Point labeling examples.
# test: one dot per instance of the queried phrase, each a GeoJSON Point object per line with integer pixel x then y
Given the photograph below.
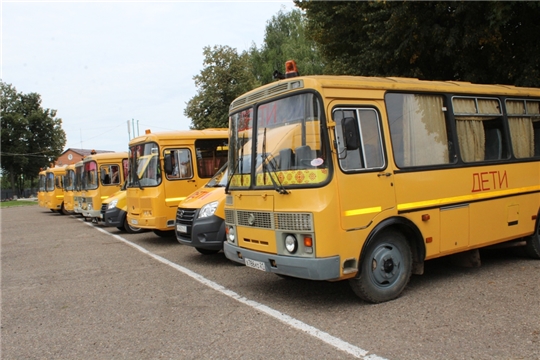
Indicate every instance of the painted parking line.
{"type": "Point", "coordinates": [292, 322]}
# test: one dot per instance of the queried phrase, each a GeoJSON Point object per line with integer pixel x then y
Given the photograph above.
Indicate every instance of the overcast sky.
{"type": "Point", "coordinates": [102, 64]}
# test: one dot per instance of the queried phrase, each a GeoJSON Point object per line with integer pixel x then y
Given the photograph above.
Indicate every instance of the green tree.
{"type": "Point", "coordinates": [225, 76]}
{"type": "Point", "coordinates": [483, 42]}
{"type": "Point", "coordinates": [285, 39]}
{"type": "Point", "coordinates": [32, 137]}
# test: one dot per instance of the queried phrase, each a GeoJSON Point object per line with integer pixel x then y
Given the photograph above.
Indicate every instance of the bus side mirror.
{"type": "Point", "coordinates": [168, 164]}
{"type": "Point", "coordinates": [351, 133]}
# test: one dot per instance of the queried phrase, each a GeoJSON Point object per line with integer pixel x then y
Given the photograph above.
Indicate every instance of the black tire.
{"type": "Point", "coordinates": [532, 243]}
{"type": "Point", "coordinates": [385, 268]}
{"type": "Point", "coordinates": [206, 251]}
{"type": "Point", "coordinates": [130, 229]}
{"type": "Point", "coordinates": [165, 233]}
{"type": "Point", "coordinates": [63, 210]}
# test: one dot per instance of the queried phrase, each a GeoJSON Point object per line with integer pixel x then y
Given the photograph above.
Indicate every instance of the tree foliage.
{"type": "Point", "coordinates": [32, 137]}
{"type": "Point", "coordinates": [225, 75]}
{"type": "Point", "coordinates": [285, 39]}
{"type": "Point", "coordinates": [483, 42]}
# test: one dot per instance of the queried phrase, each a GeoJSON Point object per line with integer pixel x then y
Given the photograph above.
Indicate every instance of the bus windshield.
{"type": "Point", "coordinates": [144, 161]}
{"type": "Point", "coordinates": [289, 151]}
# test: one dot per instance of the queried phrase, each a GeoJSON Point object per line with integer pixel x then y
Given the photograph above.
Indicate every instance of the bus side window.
{"type": "Point", "coordinates": [480, 129]}
{"type": "Point", "coordinates": [359, 139]}
{"type": "Point", "coordinates": [536, 131]}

DIRECTIONS. Using the records above, retype everything exactly except the pictures.

ANSWER BELOW.
# test: one dot per instance of the queried phrase, each a GeoJSON Point object per line with integer pixel x then y
Given the photograph below.
Indicate every instance of the painted parking line.
{"type": "Point", "coordinates": [292, 322]}
# test: one dot per instance of the queried phrase, each a GeoJSON Point object per line with integer pixel x then y
Given the photograph above.
Indicate every instance of the overcast sky.
{"type": "Point", "coordinates": [102, 64]}
# test: one dot per instance of the queried phrase, each a GeoJSON Point object per line with integer pixel x then y
Given the photograph above.
Indicate every instance of the green tree.
{"type": "Point", "coordinates": [225, 76]}
{"type": "Point", "coordinates": [483, 42]}
{"type": "Point", "coordinates": [285, 39]}
{"type": "Point", "coordinates": [32, 137]}
# test: one dot per instance of the queried phrase, each a GeoJSON Point object per line with integer pixel x then y
Given the photograph above.
Indicate every instance of the bus side mirror.
{"type": "Point", "coordinates": [168, 164]}
{"type": "Point", "coordinates": [351, 133]}
# test: one dot per instance of the queried phrase, each a GeoJSON Point object per line with integer pixel x then y
Given the photograph above.
Indicate every instance of the black tire.
{"type": "Point", "coordinates": [532, 243]}
{"type": "Point", "coordinates": [385, 268]}
{"type": "Point", "coordinates": [206, 251]}
{"type": "Point", "coordinates": [130, 229]}
{"type": "Point", "coordinates": [165, 233]}
{"type": "Point", "coordinates": [63, 210]}
# test: one dot per instance of the queried phrase, each a GeoJSON Point object per line with integer pixel x then y
Given the photograph above.
Indicate every instance of the tree foliage.
{"type": "Point", "coordinates": [32, 137]}
{"type": "Point", "coordinates": [225, 75]}
{"type": "Point", "coordinates": [285, 39]}
{"type": "Point", "coordinates": [483, 42]}
# test: one dot per instance of the queried phrase, each a GeoJSON Point object per line with integer pixel x then y
Given the photograph above.
Indicate every instance of the bus windshield.
{"type": "Point", "coordinates": [144, 161]}
{"type": "Point", "coordinates": [289, 151]}
# test: one dot per instance of the queried phrase, each a GeoJSON Point object per line with integer pixel x then y
Given the photograph above.
Indicate every instance of the bus side window.
{"type": "Point", "coordinates": [480, 129]}
{"type": "Point", "coordinates": [359, 139]}
{"type": "Point", "coordinates": [536, 131]}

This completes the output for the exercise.